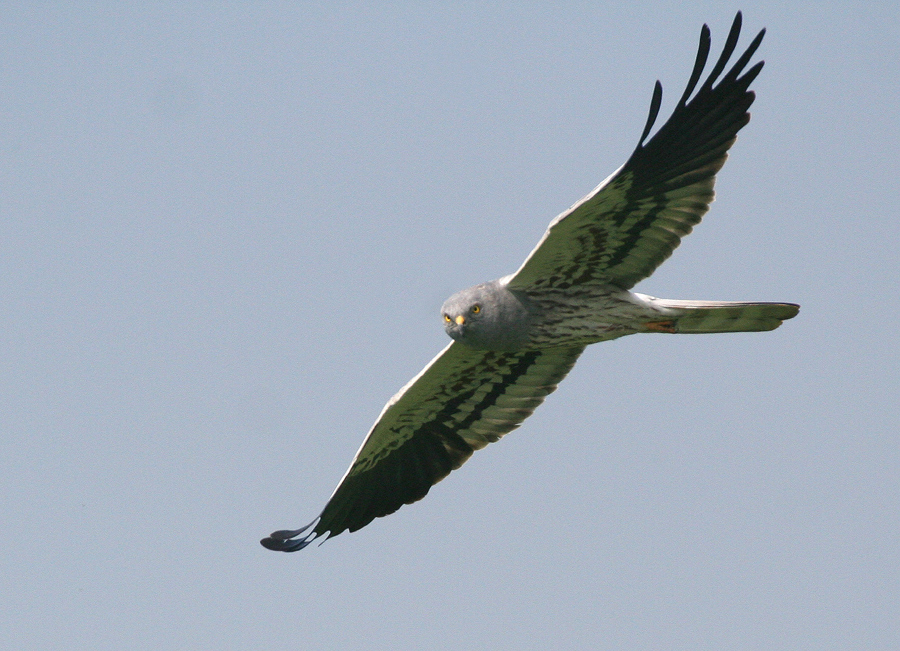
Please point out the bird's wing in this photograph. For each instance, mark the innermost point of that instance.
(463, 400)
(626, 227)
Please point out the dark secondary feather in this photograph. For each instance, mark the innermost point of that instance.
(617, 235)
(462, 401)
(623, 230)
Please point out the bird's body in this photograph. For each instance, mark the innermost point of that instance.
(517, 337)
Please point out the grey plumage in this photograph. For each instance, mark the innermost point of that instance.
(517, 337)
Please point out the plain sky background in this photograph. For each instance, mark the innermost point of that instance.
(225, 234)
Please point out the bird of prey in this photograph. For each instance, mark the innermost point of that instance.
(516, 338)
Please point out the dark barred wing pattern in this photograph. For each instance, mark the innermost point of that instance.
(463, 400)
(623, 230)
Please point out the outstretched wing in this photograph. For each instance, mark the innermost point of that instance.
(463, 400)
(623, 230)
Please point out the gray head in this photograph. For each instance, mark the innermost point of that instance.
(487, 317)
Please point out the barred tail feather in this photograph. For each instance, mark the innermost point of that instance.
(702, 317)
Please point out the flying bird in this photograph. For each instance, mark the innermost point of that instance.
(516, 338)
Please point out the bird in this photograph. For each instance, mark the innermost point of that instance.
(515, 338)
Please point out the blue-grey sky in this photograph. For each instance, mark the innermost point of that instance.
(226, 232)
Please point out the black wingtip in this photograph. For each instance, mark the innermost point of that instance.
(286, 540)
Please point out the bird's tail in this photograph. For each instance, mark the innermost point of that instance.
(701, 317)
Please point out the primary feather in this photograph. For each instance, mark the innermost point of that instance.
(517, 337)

________________________________________

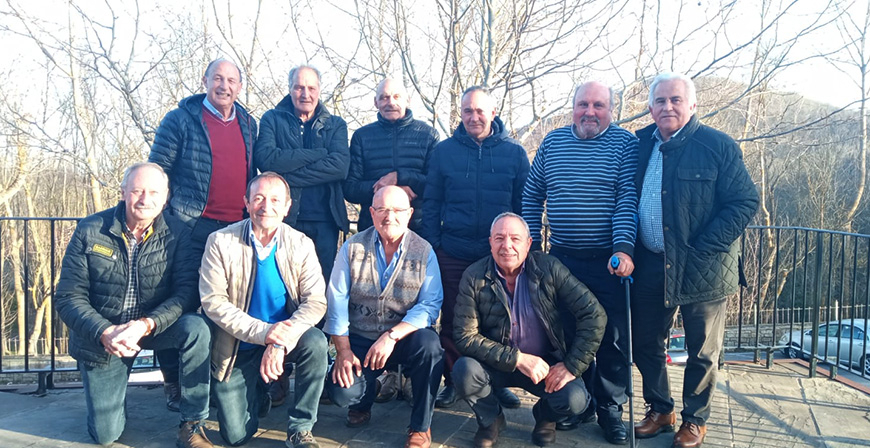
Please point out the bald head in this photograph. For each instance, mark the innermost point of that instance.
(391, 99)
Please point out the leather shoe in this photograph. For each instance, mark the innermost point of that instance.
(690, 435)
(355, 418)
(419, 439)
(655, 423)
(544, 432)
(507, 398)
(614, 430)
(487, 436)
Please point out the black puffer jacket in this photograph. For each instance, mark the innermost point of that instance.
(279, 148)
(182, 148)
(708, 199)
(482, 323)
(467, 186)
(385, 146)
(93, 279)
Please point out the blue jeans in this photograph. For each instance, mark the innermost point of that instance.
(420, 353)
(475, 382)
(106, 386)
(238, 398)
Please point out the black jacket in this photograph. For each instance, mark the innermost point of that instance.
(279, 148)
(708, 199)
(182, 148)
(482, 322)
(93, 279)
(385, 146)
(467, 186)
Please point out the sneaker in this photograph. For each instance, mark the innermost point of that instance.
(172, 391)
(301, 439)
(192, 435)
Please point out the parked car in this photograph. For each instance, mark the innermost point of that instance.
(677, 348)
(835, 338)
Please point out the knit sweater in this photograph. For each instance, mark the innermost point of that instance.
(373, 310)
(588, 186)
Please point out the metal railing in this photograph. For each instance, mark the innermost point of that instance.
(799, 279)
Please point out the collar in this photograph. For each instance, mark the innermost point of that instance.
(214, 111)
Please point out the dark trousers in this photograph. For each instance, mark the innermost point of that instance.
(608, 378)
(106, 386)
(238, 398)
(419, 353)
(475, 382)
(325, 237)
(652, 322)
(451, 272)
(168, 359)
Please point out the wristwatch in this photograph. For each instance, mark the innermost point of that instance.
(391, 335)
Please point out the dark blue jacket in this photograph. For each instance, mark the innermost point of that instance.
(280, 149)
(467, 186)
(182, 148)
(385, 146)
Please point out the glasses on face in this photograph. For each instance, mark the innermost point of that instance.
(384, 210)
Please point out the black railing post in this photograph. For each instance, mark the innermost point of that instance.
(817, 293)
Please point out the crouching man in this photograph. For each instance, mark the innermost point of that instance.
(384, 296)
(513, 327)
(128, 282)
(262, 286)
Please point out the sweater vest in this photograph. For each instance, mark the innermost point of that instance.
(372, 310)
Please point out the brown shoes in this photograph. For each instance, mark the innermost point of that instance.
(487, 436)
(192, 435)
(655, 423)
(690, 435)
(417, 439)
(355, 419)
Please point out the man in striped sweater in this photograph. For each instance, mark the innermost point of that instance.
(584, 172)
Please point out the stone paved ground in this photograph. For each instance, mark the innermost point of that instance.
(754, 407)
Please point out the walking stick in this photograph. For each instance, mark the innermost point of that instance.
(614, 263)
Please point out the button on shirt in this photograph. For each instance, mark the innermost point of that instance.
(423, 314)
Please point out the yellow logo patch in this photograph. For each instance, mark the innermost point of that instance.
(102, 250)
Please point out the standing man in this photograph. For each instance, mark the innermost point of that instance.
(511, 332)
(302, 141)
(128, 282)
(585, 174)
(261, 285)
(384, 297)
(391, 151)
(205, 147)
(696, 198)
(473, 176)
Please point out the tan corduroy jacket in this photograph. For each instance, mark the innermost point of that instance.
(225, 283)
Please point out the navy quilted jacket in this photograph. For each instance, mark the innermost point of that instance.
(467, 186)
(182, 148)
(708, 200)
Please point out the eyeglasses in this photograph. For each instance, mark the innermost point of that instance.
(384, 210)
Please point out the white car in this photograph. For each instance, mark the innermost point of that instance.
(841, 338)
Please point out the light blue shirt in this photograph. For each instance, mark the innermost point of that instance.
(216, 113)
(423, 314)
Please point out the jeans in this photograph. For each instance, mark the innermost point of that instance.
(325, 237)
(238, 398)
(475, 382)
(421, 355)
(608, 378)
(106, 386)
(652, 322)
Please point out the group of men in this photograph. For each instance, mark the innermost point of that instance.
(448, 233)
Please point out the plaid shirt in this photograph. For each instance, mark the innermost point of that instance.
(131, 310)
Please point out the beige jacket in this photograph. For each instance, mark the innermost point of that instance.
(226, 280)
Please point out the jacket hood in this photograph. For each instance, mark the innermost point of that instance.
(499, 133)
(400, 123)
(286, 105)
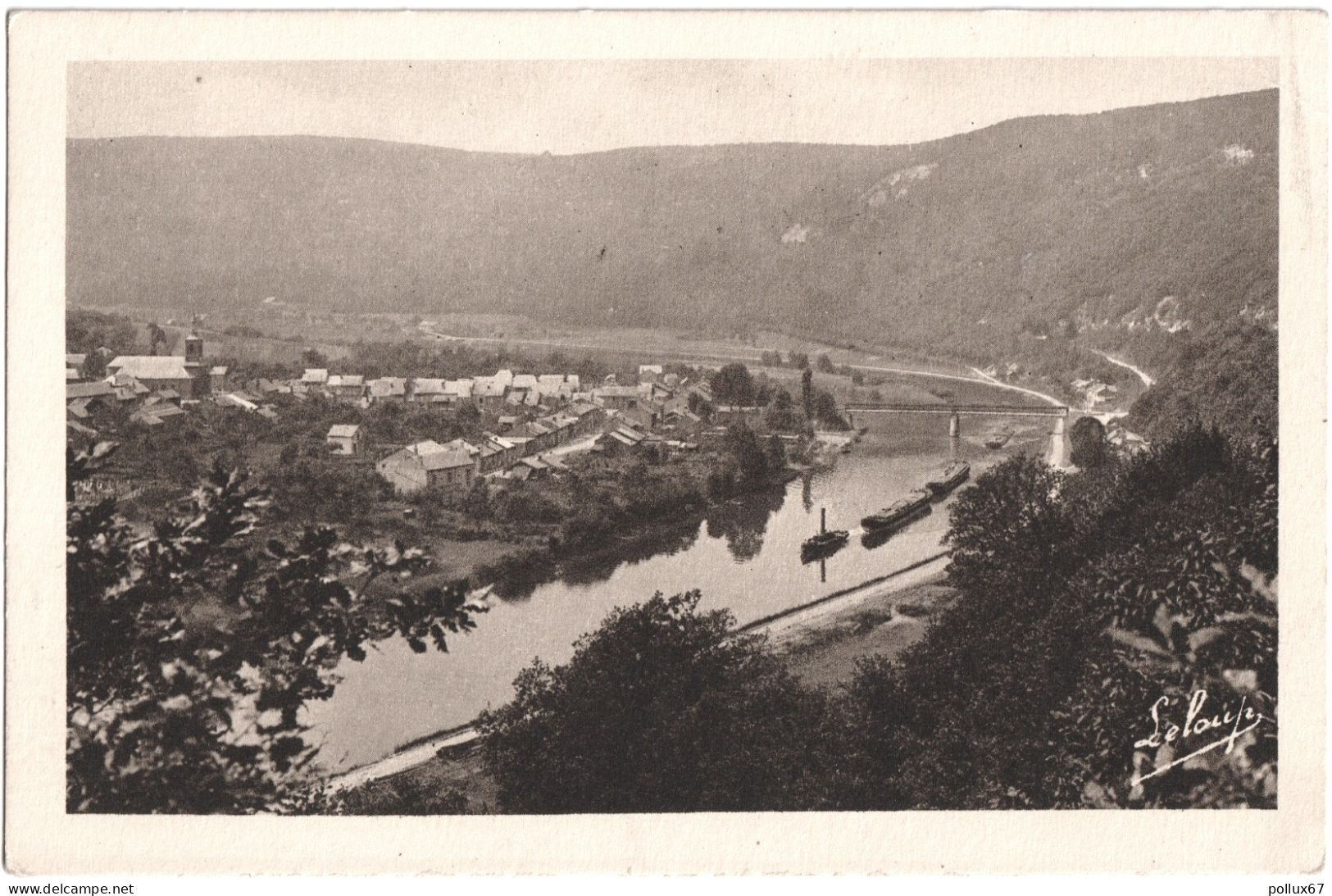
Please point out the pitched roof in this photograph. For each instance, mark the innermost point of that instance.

________________________________________

- [AIM]:
Please pick out every line above that contains the string "feather" and copy each one in full. Case counts.

- [FULL OUTPUT]:
Please point out the dark secondary feather in this photograph. For each instance, mark the innermost point of that instance.
Please point out the barred tail feather in this photograph. For each instance, mark the innermost point of that instance.
Please point out the primary feather in this photograph. For each instance, mark the innermost point of that instance.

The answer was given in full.